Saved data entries
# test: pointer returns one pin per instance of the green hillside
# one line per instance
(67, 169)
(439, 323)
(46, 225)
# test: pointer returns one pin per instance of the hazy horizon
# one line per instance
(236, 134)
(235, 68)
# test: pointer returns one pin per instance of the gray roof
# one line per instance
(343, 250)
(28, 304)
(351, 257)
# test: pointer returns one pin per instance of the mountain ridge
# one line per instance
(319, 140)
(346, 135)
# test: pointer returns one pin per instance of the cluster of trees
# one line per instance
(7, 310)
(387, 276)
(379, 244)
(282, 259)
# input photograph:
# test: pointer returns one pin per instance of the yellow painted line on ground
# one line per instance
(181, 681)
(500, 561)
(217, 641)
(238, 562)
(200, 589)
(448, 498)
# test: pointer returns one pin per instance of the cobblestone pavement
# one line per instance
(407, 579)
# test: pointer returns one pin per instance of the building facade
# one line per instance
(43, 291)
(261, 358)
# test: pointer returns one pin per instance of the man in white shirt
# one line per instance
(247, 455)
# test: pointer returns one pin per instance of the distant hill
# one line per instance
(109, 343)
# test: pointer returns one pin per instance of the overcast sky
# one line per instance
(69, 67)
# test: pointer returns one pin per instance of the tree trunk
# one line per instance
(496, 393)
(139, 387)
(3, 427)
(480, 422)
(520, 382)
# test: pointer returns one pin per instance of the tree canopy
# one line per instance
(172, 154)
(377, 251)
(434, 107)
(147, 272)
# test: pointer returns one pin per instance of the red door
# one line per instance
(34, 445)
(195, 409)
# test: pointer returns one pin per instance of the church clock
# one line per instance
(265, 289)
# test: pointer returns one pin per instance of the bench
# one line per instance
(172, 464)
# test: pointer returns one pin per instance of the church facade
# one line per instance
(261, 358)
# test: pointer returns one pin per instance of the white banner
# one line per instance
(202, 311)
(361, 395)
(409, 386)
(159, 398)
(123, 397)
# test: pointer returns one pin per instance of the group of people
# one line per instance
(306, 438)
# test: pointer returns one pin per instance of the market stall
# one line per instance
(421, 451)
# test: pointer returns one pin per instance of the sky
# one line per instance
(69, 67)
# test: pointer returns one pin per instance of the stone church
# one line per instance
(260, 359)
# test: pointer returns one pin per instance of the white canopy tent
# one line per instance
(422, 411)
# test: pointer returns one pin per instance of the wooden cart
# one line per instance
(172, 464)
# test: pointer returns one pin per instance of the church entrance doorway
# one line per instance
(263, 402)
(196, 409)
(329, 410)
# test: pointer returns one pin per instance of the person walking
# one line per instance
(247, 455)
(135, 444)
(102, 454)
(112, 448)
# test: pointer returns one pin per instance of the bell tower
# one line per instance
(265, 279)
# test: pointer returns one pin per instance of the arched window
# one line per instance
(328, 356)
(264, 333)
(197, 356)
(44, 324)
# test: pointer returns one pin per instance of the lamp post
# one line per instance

■ **EXERCISE**
Your reply must be one number: the count of lines in the records above that contain the string "church".

■ **RESULT FOR THIS TASK**
4